Segment Open
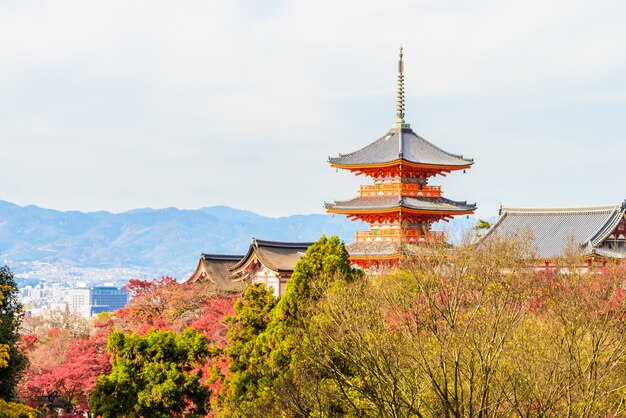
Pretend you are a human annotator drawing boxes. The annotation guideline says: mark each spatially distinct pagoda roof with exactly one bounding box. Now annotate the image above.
[347,240,449,258]
[229,239,313,274]
[328,127,473,169]
[325,195,476,214]
[186,253,245,292]
[481,202,626,259]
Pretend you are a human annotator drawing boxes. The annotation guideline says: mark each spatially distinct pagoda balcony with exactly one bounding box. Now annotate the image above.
[355,229,445,243]
[359,183,441,198]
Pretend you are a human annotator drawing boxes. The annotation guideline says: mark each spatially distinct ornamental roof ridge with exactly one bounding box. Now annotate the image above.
[252,238,315,249]
[500,204,623,215]
[200,253,244,261]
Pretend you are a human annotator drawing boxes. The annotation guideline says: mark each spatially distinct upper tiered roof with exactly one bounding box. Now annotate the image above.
[328,127,473,169]
[481,202,626,259]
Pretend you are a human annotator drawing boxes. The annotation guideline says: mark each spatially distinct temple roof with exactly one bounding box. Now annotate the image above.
[230,239,314,274]
[347,240,448,258]
[481,202,626,259]
[347,241,401,257]
[325,195,476,213]
[186,253,245,292]
[328,127,473,168]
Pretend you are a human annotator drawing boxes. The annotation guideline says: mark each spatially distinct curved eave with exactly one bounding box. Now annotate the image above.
[186,259,206,284]
[349,254,400,260]
[588,209,626,247]
[325,206,476,216]
[329,159,473,172]
[229,245,258,272]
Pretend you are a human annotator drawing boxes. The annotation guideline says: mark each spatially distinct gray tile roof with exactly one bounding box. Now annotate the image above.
[481,203,626,259]
[186,253,245,292]
[325,195,476,213]
[230,238,314,273]
[347,241,448,257]
[328,127,473,167]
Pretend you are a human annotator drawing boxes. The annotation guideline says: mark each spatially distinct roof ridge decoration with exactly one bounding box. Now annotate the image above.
[500,204,622,214]
[200,253,244,261]
[252,238,314,249]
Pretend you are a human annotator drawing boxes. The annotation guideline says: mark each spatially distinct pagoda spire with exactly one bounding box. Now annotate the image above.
[395,47,409,129]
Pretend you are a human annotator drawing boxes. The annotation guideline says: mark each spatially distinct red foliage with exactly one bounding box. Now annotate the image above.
[124,276,178,298]
[19,334,38,351]
[19,275,239,414]
[19,318,114,413]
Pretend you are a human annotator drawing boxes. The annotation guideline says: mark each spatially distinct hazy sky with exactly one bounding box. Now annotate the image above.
[1,0,626,218]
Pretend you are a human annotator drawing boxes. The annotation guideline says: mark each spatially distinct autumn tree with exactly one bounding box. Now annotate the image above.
[0,267,36,418]
[296,235,626,417]
[19,316,113,414]
[89,327,211,418]
[0,266,27,401]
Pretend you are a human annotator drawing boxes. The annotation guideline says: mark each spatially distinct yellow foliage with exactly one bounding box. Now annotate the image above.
[0,399,37,418]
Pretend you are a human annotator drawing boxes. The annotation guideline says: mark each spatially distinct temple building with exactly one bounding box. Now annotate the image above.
[481,202,626,268]
[325,48,476,269]
[187,239,312,297]
[187,253,245,292]
[229,239,312,297]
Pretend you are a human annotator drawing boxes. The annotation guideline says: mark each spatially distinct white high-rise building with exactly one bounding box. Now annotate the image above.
[68,287,91,317]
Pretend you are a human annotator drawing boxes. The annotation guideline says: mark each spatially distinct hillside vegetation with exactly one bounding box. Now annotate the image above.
[10,234,626,417]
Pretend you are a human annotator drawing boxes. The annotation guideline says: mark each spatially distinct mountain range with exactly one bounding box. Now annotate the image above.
[0,200,484,279]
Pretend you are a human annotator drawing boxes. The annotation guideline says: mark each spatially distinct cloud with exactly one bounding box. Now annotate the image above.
[0,0,625,218]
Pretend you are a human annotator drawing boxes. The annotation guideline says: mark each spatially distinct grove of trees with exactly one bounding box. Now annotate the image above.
[7,234,626,417]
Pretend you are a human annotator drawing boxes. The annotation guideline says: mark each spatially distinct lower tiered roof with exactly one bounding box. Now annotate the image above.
[325,196,476,214]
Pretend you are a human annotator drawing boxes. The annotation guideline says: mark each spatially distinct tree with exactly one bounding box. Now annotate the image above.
[216,235,361,416]
[0,398,37,418]
[295,235,626,416]
[472,218,492,230]
[215,284,277,416]
[19,317,113,414]
[0,266,27,401]
[89,327,211,418]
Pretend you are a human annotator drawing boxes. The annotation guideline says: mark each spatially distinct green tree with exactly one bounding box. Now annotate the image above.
[0,266,27,401]
[89,327,211,418]
[216,235,360,416]
[215,283,277,416]
[472,218,492,230]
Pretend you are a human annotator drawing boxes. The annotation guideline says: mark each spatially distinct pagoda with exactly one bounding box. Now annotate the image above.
[325,48,476,270]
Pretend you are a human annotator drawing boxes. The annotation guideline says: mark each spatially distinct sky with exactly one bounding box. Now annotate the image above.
[1,0,626,218]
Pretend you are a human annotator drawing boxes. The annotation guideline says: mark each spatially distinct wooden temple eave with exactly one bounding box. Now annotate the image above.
[331,160,472,178]
[329,207,475,219]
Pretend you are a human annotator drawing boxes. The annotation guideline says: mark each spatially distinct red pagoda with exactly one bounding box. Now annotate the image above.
[325,48,476,270]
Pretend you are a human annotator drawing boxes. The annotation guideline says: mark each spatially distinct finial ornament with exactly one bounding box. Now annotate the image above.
[394,46,409,129]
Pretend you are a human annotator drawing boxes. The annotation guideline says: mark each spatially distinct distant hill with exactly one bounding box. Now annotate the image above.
[0,200,489,279]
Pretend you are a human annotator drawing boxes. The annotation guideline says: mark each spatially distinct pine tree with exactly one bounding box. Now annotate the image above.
[89,328,211,418]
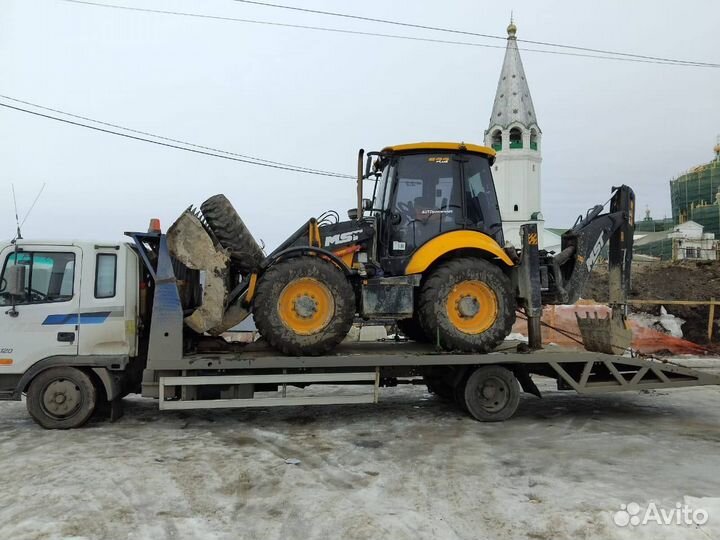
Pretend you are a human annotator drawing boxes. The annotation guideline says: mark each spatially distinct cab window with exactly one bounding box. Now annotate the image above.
[464,155,504,242]
[95,253,117,299]
[0,251,75,305]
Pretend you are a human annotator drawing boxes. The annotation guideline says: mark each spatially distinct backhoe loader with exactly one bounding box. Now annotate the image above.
[173,141,635,356]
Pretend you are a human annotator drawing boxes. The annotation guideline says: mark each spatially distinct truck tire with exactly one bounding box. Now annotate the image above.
[200,194,264,274]
[418,257,515,352]
[397,316,429,342]
[26,367,98,429]
[253,256,355,355]
[462,365,520,421]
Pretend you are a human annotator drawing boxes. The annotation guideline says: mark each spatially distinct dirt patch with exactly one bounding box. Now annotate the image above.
[584,260,720,345]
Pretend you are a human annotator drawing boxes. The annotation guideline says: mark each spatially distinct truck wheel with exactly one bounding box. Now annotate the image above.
[397,316,429,342]
[463,366,520,421]
[253,256,355,355]
[26,367,97,429]
[418,257,515,352]
[200,194,264,274]
[423,375,454,400]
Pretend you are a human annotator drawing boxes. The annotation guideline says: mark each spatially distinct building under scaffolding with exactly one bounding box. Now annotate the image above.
[670,142,720,235]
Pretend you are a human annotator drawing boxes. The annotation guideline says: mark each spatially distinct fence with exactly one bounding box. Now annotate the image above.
[628,299,720,340]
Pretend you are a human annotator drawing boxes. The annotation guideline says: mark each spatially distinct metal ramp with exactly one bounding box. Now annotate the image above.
[159,370,379,410]
[546,355,720,394]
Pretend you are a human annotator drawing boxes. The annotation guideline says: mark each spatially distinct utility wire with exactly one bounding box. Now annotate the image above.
[0,101,353,178]
[232,0,720,68]
[0,94,349,177]
[58,0,717,67]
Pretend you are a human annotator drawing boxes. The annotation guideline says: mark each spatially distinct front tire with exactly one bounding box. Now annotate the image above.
[253,256,355,355]
[418,257,515,352]
[26,367,98,429]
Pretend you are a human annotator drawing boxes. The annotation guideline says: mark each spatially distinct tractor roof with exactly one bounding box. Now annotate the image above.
[382,142,496,158]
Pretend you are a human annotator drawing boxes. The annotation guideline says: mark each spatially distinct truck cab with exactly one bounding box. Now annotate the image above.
[0,240,141,424]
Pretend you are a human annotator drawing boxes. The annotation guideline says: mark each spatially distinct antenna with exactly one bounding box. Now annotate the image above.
[11,184,21,241]
[11,182,46,242]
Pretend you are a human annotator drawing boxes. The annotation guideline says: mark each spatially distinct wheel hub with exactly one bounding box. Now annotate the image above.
[278,277,335,335]
[294,295,318,318]
[42,379,82,418]
[476,377,509,412]
[457,295,481,318]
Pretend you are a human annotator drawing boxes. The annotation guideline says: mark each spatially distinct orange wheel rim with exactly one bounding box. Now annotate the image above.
[446,280,498,334]
[278,278,334,335]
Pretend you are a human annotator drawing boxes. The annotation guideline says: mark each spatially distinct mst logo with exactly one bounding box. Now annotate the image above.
[324,229,363,247]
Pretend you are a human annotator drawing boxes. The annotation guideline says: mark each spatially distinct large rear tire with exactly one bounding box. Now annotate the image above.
[418,257,515,352]
[201,194,264,274]
[253,256,355,355]
[26,367,97,429]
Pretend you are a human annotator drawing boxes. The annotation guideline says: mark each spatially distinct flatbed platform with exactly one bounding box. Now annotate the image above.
[150,341,720,417]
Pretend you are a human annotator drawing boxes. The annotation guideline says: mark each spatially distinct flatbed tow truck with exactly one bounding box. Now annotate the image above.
[2,216,718,428]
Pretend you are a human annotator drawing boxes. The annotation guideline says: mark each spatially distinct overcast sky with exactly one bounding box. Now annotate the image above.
[1,0,719,248]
Segment Closed
All lines from the one that has "distinct flatbed platform" through the end of the material above should be returned exactly; omit the rest.

▶ _Result for this task_:
Pretend you are a human annotator drawing boxes. The annotation guideline says: mark each spatially distinct flatbed platform with exactly one bounding box. Now annotate the image above.
[150,341,720,417]
Pretend you are a human annotator drawing boxes. The annotation guideline says: mark each spatially distinct flatbed tow truck with exactly one bounding box. Now annotate the image above.
[2,216,718,428]
Pretend you are a human annotator drawing boxes. The annotation guideline says: mark each spatially distinct overcast sky with exactly one bounding box. Now annotate the image above.
[1,0,719,248]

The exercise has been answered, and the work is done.